EXERCISE AIM: Please copy out the material below word for word, keeping every line.

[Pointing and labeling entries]
==*==

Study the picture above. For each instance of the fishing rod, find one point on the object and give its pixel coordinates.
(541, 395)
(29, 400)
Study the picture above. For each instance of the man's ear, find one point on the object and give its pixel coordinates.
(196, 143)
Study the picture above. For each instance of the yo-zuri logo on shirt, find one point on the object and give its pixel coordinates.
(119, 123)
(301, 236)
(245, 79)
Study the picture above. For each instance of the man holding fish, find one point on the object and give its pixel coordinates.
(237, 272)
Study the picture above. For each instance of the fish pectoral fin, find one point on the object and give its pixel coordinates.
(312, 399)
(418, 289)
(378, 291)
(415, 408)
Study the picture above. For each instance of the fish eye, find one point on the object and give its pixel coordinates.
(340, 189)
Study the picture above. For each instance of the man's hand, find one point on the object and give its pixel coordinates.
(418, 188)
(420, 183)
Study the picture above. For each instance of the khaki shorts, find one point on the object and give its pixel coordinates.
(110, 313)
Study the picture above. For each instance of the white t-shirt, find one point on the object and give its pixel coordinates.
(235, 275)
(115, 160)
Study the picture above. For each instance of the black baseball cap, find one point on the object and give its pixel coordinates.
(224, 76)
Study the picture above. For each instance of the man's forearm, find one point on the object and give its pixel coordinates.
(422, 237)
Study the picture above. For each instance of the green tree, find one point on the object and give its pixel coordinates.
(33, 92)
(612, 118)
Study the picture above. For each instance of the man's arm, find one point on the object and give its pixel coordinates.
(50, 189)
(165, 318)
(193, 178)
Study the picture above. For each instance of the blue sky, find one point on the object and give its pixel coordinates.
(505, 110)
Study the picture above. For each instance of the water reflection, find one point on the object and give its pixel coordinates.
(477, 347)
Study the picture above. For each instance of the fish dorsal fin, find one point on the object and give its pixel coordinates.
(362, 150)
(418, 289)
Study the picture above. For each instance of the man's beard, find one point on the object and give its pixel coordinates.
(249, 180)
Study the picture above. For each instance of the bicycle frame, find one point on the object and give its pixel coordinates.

==*==

FINISHED TASK:
Study the picture above. For each instance of the fishing rod, find one point on the object and give its pixel coordinates.
(541, 395)
(29, 400)
Study the picture above. For each instance of the man's ear, find one point on the object and give its pixel coordinates.
(196, 143)
Study the picture above. For each instance of the yo-zuri logo on shirt, find one point on the object and give its pixel coordinates.
(119, 123)
(301, 236)
(245, 79)
Study the picture above. For each instance of the man holding fish, find one point on the object and give its pixel coordinates.
(237, 272)
Study the picture above. For each instance of the fish pectoral fin, find one point on the object and give its pixel coordinates.
(312, 399)
(418, 289)
(378, 291)
(415, 408)
Study the picture above. For each instance of the fish eye, find one point on the object and give its pixel coordinates.
(340, 189)
Study the picture above. For each instance of the man's hand, find one point on the object and give its pixel coordinates.
(418, 188)
(420, 183)
Study the picture above. For each instance of the khaki shorts, find one point on the object and give its pixel coordinates.
(110, 313)
Study the picture above. For each instance of the white t-shirt, find one point on the object and give its pixel coordinates.
(235, 275)
(115, 160)
Study the picture above. For each instance of the black baseball cap, find one point on the object and give its pixel coordinates.
(224, 76)
Study the picture above. For each instance of the man's forearm, find one point on the object and give its pixel coordinates.
(422, 237)
Study the picture above. For each instance of the green tree, find one point on the object and give its pixel coordinates.
(33, 92)
(612, 118)
Study the picture above. For each instance of the man's arm, find one point on the object and give its pixel coordinates.
(50, 189)
(165, 318)
(193, 178)
Study the picture above. For each instance of the blue sky, find one point on the object and give its pixel coordinates.
(505, 110)
Study the picture above. For each instance of the water reflection, find one point on the object and give its pixel coordinates.
(477, 347)
Study the picture above. For each instance of the fish dorsal fin, find one point on the object and give its pixel coordinates.
(362, 150)
(418, 289)
Study the picture above. For each instance of the man's beard, find one point on the object and give its pixel coordinates.
(249, 180)
Study the picture above. For each instance of the bicycle frame, find one point on the object and give its pixel coordinates.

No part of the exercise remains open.